**What you should do**
Which lines below include the string "orange"? Please show each one.

(Items listed in a dataset)
Start of Block

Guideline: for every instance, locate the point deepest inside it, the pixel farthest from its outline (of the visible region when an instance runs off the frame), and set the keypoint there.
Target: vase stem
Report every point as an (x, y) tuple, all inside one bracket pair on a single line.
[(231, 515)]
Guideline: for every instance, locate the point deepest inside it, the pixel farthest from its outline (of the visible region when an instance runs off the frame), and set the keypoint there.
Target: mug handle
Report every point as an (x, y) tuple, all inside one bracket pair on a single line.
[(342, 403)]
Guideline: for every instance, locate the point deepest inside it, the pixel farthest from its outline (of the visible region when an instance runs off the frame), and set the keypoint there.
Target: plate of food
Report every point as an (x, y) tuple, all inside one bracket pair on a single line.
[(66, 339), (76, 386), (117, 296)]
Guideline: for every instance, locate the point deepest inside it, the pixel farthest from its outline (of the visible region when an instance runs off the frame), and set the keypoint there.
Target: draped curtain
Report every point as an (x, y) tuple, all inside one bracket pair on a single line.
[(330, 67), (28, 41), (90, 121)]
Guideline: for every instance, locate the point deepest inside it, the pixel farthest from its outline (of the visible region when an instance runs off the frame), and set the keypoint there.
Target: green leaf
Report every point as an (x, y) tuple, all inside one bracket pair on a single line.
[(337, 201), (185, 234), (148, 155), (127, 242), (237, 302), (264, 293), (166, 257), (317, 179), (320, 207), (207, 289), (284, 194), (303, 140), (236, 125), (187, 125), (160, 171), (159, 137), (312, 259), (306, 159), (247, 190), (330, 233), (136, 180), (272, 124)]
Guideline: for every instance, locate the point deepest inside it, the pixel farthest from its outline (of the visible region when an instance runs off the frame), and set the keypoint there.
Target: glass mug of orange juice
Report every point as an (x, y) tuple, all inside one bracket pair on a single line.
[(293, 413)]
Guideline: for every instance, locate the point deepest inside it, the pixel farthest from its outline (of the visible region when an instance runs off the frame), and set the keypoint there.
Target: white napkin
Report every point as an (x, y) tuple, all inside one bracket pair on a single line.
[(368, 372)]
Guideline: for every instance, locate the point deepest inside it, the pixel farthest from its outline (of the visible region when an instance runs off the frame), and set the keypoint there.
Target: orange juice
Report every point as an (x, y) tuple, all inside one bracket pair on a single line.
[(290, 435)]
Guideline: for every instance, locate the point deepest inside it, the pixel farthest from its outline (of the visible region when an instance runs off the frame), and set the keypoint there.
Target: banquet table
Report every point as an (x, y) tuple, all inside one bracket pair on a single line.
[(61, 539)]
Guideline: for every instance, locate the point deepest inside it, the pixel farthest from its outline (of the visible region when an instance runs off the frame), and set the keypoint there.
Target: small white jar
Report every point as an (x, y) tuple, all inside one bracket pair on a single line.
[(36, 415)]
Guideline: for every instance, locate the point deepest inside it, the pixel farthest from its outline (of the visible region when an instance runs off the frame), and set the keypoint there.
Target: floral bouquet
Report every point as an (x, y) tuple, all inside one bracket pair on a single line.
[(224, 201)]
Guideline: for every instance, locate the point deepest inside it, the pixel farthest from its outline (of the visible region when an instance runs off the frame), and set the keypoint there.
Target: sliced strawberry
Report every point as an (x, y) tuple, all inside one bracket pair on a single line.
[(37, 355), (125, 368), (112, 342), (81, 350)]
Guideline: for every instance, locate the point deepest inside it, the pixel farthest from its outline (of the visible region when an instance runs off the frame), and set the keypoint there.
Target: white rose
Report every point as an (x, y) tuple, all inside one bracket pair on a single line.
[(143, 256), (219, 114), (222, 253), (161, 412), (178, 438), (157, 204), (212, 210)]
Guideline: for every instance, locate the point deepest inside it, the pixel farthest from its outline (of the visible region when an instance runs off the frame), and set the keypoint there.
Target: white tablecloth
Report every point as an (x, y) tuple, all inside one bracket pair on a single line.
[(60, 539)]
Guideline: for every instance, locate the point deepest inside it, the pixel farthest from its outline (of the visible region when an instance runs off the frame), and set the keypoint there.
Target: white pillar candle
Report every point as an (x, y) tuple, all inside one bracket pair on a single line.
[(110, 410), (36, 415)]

End of Block

**Reply**
Target: glass mug of orange juice
Target: orange juice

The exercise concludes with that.